◆ TO-DO LIST:
**1)** According to the passage on railroad accidents below, why did "snakeheads" occur? Answer in one to three sentences.
**2)** Transcribe the passage on railroad accidents below, starting at "While Aldrich has" and ending at "a vital role.".

◆ QUOTED PASSAGE:
--- --- ---
The prospect of dying in a railroad accident is not
something that too many Americans worry about these days. But it was not ever thus. In an excellent but little-known book entitled
Death Rode the Rails: American
Railroad Accidents and Safety 1828-1965, economic historian Mark Aldrich
reveals that in the earliest days of rail travel in the 1840s, passengers were
sometimes surprised to see a thin strip of iron thrusting up through the floor
of the carriage, threatening to impale them like bits of beef on a barbecue
skewer. Called "snakeheads" by
the antebellum press, relatively few people were killed by these accidents,
which occurred because some of the earliest railroads used a thin iron strap
fastened to a wooden rail to save money, instead of a solid iron rail, and the
strap would sometimes come loose from the wood, snaking its way up into the
cars. But the combination of surprise
and powerlessness to avoid the accident made it particularly horrifying, and
the novelty of rail travel was tarnished in the public mind by this vivid
addition it made to the list of ways one could depart this earth.
While Aldrich has plenty of stories about the different ways
that passengers, railroad employees, and trespassers on railroad property were
injured and killed, his emphasis is on the economics of railroad safety and how
economic considerations played a vital role.
--- --- ---
Records contained in a dataset:
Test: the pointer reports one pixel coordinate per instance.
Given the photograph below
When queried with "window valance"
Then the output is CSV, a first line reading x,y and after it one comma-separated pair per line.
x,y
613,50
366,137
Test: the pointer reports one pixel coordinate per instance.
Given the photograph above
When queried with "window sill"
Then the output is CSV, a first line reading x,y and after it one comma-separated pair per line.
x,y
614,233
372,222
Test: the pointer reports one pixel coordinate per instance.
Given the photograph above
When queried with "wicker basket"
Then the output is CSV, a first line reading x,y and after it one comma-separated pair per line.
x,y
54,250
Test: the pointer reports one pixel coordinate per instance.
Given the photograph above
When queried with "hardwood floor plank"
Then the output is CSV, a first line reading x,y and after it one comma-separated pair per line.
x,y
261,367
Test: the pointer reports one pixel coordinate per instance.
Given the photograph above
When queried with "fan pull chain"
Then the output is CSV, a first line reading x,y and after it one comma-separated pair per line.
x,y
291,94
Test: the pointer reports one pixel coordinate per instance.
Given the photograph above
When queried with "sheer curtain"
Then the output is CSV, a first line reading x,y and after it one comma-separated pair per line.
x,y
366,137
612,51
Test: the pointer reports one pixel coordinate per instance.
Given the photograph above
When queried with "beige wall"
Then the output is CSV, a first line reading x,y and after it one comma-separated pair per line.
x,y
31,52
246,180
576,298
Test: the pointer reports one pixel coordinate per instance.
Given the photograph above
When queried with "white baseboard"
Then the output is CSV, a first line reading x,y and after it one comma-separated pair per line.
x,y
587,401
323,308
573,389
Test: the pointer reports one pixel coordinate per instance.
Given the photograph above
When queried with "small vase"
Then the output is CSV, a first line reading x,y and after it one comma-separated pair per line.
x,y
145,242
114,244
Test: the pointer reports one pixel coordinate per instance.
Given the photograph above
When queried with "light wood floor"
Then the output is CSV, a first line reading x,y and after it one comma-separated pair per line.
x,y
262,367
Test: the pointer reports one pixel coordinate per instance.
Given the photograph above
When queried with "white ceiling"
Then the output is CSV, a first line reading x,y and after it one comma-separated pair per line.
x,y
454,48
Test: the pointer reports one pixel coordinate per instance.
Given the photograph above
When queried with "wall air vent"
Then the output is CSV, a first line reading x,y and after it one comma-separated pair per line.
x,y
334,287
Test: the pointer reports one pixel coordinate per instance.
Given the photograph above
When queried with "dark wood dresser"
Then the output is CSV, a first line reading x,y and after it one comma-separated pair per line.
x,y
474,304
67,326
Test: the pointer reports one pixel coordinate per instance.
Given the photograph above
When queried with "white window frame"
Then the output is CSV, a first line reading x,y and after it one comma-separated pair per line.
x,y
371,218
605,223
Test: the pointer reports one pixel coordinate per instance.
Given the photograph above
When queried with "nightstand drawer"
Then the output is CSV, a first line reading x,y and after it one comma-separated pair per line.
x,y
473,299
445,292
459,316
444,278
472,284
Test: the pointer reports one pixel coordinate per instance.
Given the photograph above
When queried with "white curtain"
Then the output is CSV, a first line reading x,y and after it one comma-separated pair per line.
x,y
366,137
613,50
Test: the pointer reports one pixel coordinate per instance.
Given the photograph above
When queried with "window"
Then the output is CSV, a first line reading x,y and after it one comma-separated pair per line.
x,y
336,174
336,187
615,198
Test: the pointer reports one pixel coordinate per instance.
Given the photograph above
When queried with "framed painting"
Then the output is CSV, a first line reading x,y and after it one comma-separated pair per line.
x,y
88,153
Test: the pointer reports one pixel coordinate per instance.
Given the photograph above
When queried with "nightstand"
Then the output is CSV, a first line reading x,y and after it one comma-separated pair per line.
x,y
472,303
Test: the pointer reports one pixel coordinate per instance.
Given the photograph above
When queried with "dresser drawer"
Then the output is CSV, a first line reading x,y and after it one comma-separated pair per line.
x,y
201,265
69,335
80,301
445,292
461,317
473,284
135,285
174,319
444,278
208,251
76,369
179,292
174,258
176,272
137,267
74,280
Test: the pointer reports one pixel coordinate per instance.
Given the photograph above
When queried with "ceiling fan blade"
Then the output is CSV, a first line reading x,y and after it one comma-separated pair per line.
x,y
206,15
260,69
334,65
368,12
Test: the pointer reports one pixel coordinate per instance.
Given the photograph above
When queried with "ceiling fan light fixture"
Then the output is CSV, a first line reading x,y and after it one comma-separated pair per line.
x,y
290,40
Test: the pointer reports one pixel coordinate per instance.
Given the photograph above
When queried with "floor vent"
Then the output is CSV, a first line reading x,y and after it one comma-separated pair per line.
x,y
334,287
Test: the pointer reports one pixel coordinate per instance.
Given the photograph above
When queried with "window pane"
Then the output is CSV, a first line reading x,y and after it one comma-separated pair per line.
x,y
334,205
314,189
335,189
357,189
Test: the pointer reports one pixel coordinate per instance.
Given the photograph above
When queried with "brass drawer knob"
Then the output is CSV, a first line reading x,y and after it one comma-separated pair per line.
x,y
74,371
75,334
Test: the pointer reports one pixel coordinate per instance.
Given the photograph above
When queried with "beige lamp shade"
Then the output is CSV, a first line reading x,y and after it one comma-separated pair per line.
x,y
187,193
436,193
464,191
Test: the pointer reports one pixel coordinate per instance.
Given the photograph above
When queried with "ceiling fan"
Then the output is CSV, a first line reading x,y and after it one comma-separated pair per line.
--- --- ---
◆ THE SOLUTIONS:
**1)** Some of the earliest railroads saved money by fastening a thin iron strap to a wooden rail instead of using a solid iron rail. The strap would sometimes come loose from the wood and snake its way up through the floor into the cars.

**2)**
While Aldrich has plenty of stories about the different ways
that passengers, railroad employees, and trespassers on railroad property were
injured and killed, his emphasis is on the economics of railroad safety and how
economic considerations played a vital role.